- **Provided text**:

Members

See below the list of our members.


How to join?

If you would like to join the International Hadith Studies Network, you will need to create an account on https://hcommons.org/ and, once you have an hcommons account, you will be able to request access to our private Group called IHSN (just search for “IHSN” on https://hcommons.org/groups/). If you want your name and a short biography of yours to appear below, please add it when you request access to our group. We look forward to welcoming you in our International Hadith Studies Network!


Jasser Abou Archid

Jasser Abou Archid is a Ph.D. student at the institute of Islamic Theology of Osnabrück University.

Mehmetcan Akpinar

Mehmetcan Akpınar is  Assistant Instructional Professor at the NELC and Divinity of the University of Chicago. Previously he was a Junior Research and Teaching Fellow (Nachwuchswissenschaftler/Habilitand) at the Department of Oriental and Islamic Studies of Tübingen University, Germany. He researches and teaches on different topics of Islamic Intellectual History. He received his doctorate with honors from the University of Chicago, Department of Near Eastern Languages and Civilizations, with a dissertation entitled “Narrative Representations of Abu Bakr in the 2nd / 8th century.”

Belal Alabbas

Belal Alabbas is a Lecturer at the Department of Theology and Religion of the University of Bristol, UK. Previous to this role, he was awarded a British Academy Newton International Fellowship to work on the theories and practices of hadith criticism in the Twelver Shīʿī tradition. He was also a graduate associate faculty member from the Faculty of Oriental Studies, Oxford, UK. He has worked extensively on Ḥadīth literature and his thesis, “Between Scripture and Human Reason: The Life and Works of Muḥammad ibn Ismā’īl al-Bukhārī (d.256/870)“, analyses the gap between the romanticized version of al-Bukhārī and his pre-canonical historical record. In his latest article, he also delves into “The Principles of Hadith Criticism in the Writings of al-Shāfiʿī and Muslim“.

- **Directives**:
• a. According to the members page, what was the title of Mehmetcan Akpınar's doctoral dissertation?
• b. Write the next part of the members page, starting after its last sentence.

Dataset rows showing where objects appear:
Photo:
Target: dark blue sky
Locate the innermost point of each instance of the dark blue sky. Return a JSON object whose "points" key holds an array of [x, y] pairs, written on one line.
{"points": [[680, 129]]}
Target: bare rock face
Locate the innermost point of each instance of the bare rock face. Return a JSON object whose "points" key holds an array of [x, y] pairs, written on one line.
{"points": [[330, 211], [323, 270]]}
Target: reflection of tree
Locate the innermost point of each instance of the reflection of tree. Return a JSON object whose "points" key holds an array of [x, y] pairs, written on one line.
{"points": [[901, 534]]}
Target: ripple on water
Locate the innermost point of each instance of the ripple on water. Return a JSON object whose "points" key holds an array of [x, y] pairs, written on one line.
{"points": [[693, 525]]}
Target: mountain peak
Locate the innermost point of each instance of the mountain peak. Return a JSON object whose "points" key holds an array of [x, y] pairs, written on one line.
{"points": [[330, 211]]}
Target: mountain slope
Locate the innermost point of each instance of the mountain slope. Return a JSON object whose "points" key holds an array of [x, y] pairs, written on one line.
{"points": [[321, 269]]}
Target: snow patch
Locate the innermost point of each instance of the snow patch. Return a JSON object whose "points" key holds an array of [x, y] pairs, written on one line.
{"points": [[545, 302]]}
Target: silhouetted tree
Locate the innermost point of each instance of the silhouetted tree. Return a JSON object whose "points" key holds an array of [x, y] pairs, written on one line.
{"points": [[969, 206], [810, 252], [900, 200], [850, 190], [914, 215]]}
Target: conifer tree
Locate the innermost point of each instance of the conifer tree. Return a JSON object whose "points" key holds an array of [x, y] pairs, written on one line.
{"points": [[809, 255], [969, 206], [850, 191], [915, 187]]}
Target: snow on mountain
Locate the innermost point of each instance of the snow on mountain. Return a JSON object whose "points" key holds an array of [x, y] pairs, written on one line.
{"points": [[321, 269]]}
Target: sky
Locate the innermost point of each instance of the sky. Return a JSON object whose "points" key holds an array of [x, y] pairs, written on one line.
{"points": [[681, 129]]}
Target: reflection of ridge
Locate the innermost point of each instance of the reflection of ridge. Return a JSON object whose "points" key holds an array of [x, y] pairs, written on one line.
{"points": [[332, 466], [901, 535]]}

- **The results**:
• a. "Narrative Representations of Abu Bakr in the 2nd / 8th century."

• b.
Ilyass Amharar

Ilyass Amharar is a postdoctoral Iremam associate researcher at the Jacques Berque Center (CNRS – Rabat). He specialised in the history of Ash’arism in the Maghreb. He is interested in the relationship between Ash’arism and other disciplines such as Malikism, legal theory or Hadith. He is currently piloting a project on the history of Ash’arism through manuscripts.

Alaa Awad

Maroussia Bednarkiewicz

Maroussia Bednarkiewicz is a postdoctoral researcher at the University of Tübingen. She studied German and Russian languages, cultures, and history in Geneva and did a Master in translation at Geneva’s School of Translation and Interpretation. She worked as a translator for different organisations and publishing houses while doing a second Master in Islamic studies and History at the University of Oxford. Her PhD dissertation delved into the Hadith literature about the history of the Islamic call to prayer (adhān). She is currently involved in the development of digital means to pre-analyse classical Arabic texts and has designed a tool to automate the drawing of isnād trees. She was recently awarded a fellowship by the Center for Digital Humanities at Princeton University, USA in collaboration with Irene Kirchner, to add the Classical Arabic language to one of the most famous program for Natural Language Processing.

Joel Blecher

Joel Blecher is Assistant Professor of History at the Columbian College of Arts and Sciences in George Washington University, USA. His research, which combines methods from social and intellectual history, is grounded in archives and field sites in Syria, Yemen, Saudi Arabia, Tunisia, Turkey, and India, as well as various manuscript libraries across Europe and North America. His first book, Said the Prophet of God: Hadith Commentary across a Millennium (University of California Press, 2018), explores the rich history of the practice of hadith commentary in the times and places it flourished the most—classical Andalusia, medieval Egypt, and early modern India. His interview regarding ḥadīth commentaries can be access on this website.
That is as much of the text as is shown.